**Problem details:** In the entries that follow, the line with "Target: tarnished brass surface" opens the range and the line with "126, row 372." closes it; repeat that range exactly, both lines included.

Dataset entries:
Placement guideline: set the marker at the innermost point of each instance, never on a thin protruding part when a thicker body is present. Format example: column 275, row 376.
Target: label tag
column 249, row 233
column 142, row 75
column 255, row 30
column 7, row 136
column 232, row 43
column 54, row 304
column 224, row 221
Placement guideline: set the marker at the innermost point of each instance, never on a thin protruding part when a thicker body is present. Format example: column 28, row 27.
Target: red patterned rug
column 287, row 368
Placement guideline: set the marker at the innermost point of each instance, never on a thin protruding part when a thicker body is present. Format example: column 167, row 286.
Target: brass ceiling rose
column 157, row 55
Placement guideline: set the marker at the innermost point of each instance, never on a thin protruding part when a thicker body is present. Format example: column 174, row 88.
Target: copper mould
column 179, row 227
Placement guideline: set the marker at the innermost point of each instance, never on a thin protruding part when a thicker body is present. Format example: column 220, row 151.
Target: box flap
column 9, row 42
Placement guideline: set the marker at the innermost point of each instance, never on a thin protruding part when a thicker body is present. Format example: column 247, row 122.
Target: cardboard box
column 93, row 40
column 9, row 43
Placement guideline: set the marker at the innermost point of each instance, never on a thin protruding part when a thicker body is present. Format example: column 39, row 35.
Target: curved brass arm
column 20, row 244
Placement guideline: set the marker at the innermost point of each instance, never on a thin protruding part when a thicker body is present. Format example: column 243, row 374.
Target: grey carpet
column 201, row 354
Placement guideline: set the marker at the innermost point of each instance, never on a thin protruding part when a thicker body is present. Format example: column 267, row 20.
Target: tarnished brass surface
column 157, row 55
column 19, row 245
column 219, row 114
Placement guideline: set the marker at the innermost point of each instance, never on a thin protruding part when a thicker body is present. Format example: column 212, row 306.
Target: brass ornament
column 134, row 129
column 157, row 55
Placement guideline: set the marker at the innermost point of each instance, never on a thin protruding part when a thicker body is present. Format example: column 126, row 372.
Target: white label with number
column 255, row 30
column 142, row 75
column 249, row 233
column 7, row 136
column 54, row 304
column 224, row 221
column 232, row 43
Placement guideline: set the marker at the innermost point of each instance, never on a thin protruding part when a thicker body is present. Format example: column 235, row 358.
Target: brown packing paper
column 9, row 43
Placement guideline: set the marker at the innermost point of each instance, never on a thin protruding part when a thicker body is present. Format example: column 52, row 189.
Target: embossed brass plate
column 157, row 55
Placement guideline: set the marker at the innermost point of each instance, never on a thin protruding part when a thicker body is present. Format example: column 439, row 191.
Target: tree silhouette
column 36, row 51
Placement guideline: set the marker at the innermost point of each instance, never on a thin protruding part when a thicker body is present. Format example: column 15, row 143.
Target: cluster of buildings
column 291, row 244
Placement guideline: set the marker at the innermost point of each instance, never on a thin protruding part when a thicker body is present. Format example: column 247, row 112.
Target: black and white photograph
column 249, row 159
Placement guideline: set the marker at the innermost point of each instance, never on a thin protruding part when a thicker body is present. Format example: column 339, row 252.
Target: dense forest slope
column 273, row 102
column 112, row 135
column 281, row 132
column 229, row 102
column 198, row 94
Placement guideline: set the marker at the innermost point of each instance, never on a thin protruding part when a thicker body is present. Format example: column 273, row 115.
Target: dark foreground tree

**Exercise response:**
Target: tarnished brass surface
column 157, row 55
column 19, row 245
column 219, row 114
Placement guideline: set the marker at the innermost point of each instance, never on a thin protruding part when a thicker body is present. Format example: column 212, row 306.
Target: brass ornament
column 134, row 129
column 157, row 55
Placement guideline: set the marker at the innermost point of each instance, never on a thin protruding part when a thicker body is present. Format example: column 126, row 372.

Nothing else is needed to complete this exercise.